:: INPUT RECORDS ::

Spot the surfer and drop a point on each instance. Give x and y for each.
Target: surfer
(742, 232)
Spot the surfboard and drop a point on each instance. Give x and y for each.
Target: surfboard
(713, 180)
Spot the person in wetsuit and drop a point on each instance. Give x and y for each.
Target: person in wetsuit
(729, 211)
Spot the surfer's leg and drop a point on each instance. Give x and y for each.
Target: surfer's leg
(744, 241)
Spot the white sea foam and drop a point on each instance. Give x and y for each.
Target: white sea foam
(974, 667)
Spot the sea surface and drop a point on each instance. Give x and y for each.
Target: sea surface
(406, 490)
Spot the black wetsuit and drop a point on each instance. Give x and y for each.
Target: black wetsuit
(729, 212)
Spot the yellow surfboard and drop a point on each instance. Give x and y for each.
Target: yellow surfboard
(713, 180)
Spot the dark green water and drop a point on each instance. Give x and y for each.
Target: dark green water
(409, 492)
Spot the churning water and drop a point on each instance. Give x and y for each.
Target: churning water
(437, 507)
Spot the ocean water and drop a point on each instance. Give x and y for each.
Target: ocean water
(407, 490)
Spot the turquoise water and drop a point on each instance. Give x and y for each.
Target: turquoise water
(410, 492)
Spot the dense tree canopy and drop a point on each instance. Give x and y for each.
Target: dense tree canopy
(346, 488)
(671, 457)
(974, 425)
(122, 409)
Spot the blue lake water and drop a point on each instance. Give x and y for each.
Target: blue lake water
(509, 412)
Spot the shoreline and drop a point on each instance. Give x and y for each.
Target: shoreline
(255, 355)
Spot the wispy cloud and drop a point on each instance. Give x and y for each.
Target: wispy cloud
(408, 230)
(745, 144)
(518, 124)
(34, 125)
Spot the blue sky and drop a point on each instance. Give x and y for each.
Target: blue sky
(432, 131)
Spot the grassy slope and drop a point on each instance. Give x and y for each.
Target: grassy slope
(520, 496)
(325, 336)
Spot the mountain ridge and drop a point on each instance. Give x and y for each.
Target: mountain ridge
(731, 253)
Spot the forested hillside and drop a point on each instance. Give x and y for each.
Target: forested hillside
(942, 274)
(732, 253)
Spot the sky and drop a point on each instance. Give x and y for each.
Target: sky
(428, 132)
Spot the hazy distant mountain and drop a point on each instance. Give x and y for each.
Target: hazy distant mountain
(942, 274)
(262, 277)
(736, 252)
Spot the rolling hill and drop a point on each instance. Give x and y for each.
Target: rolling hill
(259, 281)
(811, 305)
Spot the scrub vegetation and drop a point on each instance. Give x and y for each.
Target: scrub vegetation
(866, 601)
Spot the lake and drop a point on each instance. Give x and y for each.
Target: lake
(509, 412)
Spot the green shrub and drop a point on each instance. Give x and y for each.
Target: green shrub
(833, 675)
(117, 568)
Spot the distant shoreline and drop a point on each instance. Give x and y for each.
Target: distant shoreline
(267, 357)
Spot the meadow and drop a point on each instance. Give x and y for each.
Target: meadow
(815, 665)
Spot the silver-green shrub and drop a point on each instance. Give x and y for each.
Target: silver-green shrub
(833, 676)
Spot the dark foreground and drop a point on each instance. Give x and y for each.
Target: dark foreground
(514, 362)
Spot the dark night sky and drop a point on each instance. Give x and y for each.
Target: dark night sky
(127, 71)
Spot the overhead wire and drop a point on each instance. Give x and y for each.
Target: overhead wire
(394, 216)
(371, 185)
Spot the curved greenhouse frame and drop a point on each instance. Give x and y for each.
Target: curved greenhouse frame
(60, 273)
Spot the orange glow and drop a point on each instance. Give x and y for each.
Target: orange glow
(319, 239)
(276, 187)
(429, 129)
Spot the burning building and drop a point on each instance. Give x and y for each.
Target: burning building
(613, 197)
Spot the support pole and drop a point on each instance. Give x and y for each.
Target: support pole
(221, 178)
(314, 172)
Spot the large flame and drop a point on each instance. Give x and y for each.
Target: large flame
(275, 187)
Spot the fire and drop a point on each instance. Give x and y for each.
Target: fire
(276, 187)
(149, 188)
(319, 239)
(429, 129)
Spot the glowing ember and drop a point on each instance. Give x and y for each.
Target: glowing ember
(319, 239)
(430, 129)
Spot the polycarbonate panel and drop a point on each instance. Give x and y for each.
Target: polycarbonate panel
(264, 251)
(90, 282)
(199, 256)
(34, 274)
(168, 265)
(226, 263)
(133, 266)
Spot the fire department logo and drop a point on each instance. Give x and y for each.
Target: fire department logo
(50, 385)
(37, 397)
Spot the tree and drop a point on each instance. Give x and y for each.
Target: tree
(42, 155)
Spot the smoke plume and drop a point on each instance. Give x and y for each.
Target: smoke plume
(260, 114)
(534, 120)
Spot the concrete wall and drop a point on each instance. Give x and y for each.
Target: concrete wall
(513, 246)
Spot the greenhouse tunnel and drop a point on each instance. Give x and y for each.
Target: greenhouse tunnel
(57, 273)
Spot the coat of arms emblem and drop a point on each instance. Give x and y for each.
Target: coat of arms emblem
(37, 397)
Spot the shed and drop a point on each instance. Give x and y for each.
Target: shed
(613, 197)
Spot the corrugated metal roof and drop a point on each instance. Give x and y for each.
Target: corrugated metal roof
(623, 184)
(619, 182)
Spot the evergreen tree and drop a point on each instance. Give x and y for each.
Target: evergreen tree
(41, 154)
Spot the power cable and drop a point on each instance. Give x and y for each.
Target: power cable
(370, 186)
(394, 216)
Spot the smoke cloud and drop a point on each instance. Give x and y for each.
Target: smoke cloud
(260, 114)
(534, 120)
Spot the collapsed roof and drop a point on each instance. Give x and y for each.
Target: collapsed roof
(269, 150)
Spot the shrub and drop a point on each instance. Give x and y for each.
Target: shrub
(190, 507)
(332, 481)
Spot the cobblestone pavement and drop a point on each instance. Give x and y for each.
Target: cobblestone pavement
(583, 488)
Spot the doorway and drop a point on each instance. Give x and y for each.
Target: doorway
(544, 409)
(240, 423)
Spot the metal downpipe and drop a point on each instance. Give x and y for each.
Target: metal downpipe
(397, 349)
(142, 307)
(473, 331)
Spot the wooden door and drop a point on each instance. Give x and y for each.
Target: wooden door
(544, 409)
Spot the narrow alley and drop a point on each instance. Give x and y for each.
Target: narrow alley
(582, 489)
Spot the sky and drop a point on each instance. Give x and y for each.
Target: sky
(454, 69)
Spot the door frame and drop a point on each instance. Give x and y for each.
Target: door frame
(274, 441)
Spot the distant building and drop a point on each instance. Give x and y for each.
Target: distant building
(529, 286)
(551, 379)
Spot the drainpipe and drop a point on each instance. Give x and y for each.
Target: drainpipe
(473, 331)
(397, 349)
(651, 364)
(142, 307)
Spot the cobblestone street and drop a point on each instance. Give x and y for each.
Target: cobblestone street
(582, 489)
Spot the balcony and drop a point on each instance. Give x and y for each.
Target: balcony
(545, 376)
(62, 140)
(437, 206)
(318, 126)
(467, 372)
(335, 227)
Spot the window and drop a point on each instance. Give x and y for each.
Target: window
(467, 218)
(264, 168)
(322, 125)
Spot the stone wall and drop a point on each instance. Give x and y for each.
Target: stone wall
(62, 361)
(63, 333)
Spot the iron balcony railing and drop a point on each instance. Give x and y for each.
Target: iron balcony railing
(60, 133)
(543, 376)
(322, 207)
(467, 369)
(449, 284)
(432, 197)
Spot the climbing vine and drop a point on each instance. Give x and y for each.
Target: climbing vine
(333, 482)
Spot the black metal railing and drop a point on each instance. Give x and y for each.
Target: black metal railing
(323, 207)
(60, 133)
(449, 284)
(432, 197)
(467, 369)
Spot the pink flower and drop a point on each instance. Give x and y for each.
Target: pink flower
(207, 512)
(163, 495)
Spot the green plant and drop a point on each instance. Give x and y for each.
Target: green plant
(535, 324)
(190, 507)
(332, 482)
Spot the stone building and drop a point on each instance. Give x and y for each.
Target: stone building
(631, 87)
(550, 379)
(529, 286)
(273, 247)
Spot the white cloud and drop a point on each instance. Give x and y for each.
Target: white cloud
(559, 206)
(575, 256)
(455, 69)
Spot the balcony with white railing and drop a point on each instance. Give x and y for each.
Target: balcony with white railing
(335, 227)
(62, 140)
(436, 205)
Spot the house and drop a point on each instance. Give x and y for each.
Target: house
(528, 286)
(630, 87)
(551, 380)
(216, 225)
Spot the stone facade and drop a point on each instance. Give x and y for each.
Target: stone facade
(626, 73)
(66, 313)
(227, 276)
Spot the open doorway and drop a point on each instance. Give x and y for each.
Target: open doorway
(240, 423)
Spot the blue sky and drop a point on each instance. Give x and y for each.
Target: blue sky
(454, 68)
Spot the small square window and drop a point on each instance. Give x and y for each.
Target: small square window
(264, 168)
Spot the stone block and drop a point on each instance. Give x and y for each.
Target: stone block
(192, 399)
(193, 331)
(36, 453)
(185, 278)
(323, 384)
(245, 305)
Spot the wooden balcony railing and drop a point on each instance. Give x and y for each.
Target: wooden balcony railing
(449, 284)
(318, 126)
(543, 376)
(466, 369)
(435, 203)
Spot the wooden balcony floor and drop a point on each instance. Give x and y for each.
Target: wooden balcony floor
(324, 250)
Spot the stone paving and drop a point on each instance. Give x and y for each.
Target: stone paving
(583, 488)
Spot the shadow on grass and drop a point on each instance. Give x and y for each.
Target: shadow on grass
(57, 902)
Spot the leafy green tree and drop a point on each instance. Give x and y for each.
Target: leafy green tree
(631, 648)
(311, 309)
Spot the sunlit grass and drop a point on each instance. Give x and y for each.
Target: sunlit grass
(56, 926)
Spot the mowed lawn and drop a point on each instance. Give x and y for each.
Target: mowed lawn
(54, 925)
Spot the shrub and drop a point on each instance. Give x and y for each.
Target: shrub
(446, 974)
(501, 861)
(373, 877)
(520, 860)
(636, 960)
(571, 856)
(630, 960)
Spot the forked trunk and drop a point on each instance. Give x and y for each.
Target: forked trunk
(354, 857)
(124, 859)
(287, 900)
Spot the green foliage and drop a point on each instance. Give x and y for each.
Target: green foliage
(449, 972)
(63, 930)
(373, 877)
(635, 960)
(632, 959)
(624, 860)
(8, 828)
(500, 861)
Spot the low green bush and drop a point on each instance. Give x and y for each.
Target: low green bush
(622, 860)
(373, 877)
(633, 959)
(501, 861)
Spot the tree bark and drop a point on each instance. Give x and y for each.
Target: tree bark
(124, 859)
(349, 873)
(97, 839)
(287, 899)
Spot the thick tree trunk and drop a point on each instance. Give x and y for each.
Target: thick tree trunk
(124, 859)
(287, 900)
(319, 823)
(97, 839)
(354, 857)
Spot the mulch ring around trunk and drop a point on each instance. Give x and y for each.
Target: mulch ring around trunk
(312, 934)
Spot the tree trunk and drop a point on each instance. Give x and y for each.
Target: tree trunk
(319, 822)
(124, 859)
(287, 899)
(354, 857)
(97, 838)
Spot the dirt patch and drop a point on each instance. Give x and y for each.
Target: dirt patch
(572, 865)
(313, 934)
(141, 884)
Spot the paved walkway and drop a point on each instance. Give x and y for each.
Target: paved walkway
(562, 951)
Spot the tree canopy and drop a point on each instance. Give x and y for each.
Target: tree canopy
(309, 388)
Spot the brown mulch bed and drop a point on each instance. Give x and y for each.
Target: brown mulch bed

:::

- [TO BE DONE]: Starting from the line containing "Spot the mowed" and ending with the final line of the data, reproduce each line exactly as it appears, including no other lines.

- [RESULT OF THE TASK]:
Spot the mowed lawn and drop a point on each instance. Give x and y for each.
Target: mowed lawn
(54, 925)
Spot the shrub and drop a point on each instance. Give x and y for each.
Target: shrub
(446, 974)
(501, 861)
(373, 877)
(520, 860)
(636, 960)
(571, 856)
(630, 960)
Spot the forked trunk and drop a point on each instance. Give x and y for each.
Target: forked trunk
(354, 857)
(124, 859)
(287, 900)
Spot the green foliage and drop a point on each instance. Give x and y for each.
Target: green foliage
(449, 972)
(63, 930)
(373, 877)
(635, 960)
(632, 959)
(624, 860)
(8, 828)
(500, 861)
Spot the low green bush and drop a point on each instance. Give x and y for each.
Target: low green bush
(622, 860)
(373, 877)
(633, 959)
(501, 861)
Spot the tree bark and drop a point on each instance. Give x and y for each.
Target: tree bark
(124, 859)
(349, 873)
(97, 839)
(287, 899)
Spot the thick tree trunk and drop a point on each instance. Give x and y for each.
Target: thick tree trunk
(124, 859)
(287, 900)
(319, 823)
(97, 839)
(354, 857)
Spot the mulch ring around trunk and drop a point on each instance. Give x and y for each.
Target: mulch ring around trunk
(312, 934)
Spot the tree trunk and drop a point on each instance. Give x and y for each.
Target: tree trunk
(319, 822)
(124, 859)
(287, 899)
(354, 857)
(97, 838)
Spot the dirt patch and drop a point on each instance. Give x and y for each.
Target: dirt patch
(572, 865)
(313, 934)
(141, 884)
Spot the paved walkway and drop a point on each instance. Give x and y for each.
Target: paved walkway
(562, 951)
Spot the tree canopy and drop a point on each instance. Give x and y for each.
Target: tree canopy
(309, 388)
Spot the brown mulch bed and drop a point on each instance. Give x and y for each.
Target: brown mulch bed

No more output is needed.